%%

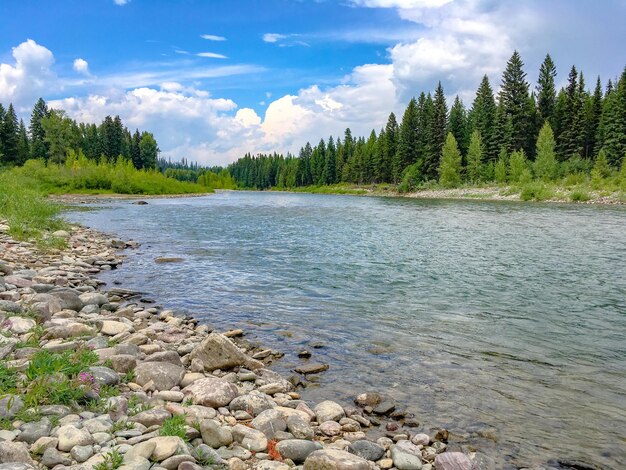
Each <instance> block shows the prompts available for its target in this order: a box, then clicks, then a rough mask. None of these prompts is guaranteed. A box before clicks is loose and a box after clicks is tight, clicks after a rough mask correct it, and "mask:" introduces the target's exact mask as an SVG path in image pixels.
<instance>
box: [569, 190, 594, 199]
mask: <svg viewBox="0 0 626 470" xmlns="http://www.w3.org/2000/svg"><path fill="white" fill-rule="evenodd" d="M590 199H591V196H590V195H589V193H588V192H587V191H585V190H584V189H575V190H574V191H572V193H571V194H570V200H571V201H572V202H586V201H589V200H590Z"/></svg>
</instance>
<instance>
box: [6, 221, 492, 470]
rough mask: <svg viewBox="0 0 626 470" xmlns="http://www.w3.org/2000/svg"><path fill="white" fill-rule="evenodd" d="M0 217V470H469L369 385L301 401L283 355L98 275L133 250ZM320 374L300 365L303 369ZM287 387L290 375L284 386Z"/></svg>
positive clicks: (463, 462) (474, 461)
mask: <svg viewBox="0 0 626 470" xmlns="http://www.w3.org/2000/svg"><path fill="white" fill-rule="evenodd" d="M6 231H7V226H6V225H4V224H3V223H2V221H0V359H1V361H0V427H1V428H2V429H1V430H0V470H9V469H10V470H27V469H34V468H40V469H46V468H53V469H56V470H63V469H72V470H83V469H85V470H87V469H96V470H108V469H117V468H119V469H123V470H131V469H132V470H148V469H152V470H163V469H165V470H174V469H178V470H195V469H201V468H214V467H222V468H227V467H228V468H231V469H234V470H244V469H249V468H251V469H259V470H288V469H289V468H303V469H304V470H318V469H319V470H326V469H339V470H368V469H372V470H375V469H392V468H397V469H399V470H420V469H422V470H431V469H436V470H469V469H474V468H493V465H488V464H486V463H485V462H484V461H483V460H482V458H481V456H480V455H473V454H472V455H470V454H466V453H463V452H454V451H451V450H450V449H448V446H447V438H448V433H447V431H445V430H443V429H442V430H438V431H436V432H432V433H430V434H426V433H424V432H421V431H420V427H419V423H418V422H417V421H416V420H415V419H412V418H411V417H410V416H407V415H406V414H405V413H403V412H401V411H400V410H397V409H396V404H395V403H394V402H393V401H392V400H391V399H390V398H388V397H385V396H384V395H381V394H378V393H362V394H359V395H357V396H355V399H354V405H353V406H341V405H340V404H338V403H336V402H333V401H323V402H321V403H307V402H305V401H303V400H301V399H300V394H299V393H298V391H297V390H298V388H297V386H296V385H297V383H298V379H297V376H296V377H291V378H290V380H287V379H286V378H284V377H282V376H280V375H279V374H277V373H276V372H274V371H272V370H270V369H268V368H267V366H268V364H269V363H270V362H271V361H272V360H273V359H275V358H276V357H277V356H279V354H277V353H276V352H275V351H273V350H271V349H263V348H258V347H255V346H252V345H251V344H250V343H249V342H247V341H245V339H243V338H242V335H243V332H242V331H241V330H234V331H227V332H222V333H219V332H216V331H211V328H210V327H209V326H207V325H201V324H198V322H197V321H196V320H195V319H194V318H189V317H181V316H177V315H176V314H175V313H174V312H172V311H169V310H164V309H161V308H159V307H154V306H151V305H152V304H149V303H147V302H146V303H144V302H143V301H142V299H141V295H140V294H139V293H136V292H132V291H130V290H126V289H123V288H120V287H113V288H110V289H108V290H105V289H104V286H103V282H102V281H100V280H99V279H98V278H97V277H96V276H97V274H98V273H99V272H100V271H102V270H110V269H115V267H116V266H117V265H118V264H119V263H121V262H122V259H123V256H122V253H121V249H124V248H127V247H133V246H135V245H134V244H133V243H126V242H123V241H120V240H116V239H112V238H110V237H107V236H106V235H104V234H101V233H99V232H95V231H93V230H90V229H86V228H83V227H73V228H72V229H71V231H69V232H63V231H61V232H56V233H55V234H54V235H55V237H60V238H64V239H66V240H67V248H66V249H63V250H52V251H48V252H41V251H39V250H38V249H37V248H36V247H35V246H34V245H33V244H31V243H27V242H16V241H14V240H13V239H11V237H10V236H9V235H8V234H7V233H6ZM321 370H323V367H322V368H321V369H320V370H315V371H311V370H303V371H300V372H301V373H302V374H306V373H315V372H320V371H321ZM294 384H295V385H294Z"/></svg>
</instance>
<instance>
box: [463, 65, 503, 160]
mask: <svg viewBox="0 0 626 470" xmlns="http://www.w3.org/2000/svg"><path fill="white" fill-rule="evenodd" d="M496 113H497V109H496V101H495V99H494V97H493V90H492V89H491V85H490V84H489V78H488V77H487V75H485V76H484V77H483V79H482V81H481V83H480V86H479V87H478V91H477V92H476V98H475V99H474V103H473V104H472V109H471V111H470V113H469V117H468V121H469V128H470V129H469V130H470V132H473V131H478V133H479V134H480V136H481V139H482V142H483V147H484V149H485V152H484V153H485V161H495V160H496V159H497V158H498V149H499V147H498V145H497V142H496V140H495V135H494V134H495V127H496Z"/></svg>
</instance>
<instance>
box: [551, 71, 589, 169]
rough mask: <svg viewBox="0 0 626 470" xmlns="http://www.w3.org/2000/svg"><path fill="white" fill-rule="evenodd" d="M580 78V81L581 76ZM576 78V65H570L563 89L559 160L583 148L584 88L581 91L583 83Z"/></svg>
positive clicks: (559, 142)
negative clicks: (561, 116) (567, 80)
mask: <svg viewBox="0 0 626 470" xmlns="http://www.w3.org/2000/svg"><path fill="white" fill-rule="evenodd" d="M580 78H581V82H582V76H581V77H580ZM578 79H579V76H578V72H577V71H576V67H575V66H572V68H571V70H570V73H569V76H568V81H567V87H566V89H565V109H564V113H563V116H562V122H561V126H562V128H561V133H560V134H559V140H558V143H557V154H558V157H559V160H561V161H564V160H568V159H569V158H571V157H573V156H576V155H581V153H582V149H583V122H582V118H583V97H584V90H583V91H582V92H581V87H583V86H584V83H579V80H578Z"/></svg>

%%
%%

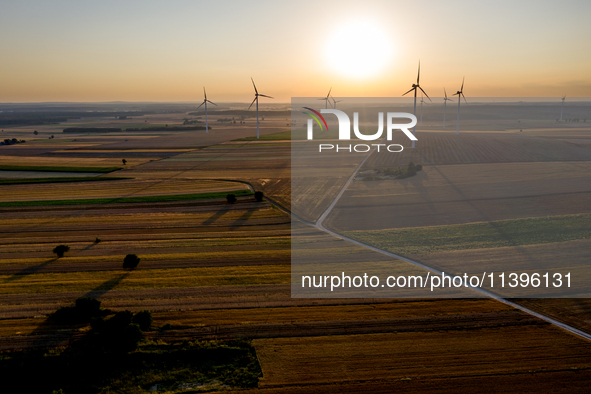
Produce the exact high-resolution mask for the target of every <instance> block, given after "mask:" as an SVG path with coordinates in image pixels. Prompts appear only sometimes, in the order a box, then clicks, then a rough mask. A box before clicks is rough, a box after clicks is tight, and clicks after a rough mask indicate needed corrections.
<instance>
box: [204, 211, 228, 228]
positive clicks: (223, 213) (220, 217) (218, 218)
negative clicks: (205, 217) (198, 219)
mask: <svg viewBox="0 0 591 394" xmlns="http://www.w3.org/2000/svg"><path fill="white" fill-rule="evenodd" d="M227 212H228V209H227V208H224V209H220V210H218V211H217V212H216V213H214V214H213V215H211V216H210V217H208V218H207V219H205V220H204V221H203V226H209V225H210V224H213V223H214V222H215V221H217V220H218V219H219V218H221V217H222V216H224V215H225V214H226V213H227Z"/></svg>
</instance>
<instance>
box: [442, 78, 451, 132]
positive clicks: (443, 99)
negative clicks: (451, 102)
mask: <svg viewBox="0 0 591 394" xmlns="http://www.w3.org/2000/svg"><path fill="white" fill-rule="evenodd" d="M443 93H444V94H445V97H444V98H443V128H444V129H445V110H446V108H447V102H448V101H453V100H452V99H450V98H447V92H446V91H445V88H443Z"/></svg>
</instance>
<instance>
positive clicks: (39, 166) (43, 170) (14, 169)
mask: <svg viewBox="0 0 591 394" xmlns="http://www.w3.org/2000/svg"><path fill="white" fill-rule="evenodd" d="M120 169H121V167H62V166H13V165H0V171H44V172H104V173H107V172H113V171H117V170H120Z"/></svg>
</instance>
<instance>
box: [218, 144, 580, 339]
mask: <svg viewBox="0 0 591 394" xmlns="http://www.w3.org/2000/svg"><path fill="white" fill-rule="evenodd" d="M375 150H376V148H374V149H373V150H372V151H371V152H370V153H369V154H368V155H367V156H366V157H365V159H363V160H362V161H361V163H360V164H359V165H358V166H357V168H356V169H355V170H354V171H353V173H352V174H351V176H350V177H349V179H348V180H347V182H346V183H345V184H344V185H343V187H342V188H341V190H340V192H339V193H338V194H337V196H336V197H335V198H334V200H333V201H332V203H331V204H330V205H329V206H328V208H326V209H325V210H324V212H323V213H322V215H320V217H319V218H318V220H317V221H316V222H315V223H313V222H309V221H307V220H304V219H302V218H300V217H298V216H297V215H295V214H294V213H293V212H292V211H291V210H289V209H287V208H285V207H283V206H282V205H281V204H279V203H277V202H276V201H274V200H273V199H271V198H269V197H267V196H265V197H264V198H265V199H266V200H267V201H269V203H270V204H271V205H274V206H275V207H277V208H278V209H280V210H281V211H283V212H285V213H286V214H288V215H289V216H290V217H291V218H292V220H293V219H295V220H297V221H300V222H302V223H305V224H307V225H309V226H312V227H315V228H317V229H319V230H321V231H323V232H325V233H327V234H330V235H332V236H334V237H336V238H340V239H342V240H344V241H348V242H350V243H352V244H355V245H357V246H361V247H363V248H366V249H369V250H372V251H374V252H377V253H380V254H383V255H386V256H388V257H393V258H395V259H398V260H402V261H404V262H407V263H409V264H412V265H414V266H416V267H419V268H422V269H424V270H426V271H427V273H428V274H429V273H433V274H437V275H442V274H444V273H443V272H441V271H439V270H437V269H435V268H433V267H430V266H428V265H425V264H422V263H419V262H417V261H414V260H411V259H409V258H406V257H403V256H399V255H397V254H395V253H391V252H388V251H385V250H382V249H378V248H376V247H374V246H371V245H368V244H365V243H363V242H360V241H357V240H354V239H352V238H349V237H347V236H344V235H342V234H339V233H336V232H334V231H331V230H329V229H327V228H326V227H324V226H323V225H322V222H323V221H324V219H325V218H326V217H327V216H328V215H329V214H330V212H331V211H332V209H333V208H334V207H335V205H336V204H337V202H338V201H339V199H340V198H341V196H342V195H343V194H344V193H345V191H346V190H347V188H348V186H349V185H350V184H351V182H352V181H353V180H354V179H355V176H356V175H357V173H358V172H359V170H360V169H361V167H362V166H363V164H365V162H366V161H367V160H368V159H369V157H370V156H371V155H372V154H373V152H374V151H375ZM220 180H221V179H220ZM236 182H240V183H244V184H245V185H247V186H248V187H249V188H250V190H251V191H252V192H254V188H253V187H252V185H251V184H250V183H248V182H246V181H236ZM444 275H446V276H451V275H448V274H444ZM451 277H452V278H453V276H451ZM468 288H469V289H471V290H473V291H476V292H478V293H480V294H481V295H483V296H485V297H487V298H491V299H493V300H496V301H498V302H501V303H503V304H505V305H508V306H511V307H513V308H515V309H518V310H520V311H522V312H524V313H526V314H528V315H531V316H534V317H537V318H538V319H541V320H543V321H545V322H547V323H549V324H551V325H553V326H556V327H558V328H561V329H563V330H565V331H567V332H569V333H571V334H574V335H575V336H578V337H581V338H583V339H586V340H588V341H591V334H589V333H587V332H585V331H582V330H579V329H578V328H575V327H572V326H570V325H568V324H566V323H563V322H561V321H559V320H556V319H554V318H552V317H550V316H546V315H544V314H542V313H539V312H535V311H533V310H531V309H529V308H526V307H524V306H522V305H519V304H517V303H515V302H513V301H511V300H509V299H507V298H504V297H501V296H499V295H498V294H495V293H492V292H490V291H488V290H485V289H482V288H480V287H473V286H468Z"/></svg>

%%

Problem details: How many lines in the items above contain the string "rough"? Reply with the number alone.

Exercise response: 4